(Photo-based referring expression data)

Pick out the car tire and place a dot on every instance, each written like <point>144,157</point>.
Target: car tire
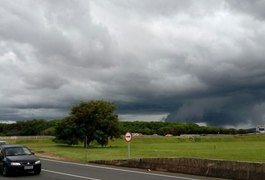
<point>37,172</point>
<point>5,171</point>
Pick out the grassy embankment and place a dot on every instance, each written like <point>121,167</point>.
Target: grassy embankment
<point>243,148</point>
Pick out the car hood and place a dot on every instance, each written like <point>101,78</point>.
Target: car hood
<point>23,158</point>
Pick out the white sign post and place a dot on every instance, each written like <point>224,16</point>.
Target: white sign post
<point>128,138</point>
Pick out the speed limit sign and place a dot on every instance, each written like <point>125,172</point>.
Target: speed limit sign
<point>128,136</point>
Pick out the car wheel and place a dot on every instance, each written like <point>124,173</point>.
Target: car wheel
<point>37,172</point>
<point>5,171</point>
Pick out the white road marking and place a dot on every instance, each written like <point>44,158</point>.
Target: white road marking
<point>72,175</point>
<point>124,170</point>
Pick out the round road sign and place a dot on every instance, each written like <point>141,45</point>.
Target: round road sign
<point>128,136</point>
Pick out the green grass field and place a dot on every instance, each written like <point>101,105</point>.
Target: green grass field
<point>242,148</point>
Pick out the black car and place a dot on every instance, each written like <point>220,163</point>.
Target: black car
<point>17,158</point>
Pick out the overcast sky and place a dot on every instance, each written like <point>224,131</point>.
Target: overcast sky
<point>182,60</point>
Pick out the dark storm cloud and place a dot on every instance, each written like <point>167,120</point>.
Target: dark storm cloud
<point>198,61</point>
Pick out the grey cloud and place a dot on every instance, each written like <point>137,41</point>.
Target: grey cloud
<point>194,60</point>
<point>252,8</point>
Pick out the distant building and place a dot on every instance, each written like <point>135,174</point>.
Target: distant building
<point>260,128</point>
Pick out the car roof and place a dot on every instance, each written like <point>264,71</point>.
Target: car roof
<point>11,145</point>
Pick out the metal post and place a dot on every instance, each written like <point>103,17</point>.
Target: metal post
<point>129,150</point>
<point>86,149</point>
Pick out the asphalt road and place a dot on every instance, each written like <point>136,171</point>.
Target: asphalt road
<point>58,170</point>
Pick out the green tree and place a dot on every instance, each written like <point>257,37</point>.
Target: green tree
<point>94,120</point>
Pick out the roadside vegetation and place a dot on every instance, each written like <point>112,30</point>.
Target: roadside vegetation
<point>228,147</point>
<point>92,131</point>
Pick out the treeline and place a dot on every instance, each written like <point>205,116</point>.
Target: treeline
<point>176,129</point>
<point>44,127</point>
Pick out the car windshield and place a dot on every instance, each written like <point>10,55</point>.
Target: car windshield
<point>15,151</point>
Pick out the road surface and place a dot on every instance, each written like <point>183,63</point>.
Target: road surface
<point>59,170</point>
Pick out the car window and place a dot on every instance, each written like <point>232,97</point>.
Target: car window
<point>14,151</point>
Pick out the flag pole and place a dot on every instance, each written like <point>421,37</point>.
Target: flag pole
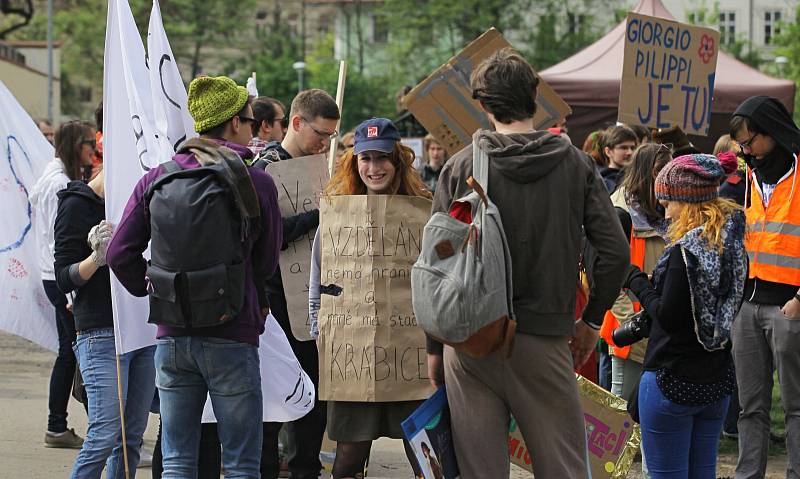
<point>339,101</point>
<point>122,418</point>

What you need to do:
Hand back the exact lines from the start of the entries to the line with "Pick out the car hood", both ends kept and pictures left out.

Response:
Pick out the car tire and place a dot on every instance, each written like <point>144,157</point>.
Target: car tire
<point>37,172</point>
<point>5,171</point>
Pick out the grassy embankment and place a dot on every instance, each written like <point>121,167</point>.
Target: grassy embankment
<point>243,148</point>
Pick out the car hood and place a dot on every instance, each written like <point>101,78</point>.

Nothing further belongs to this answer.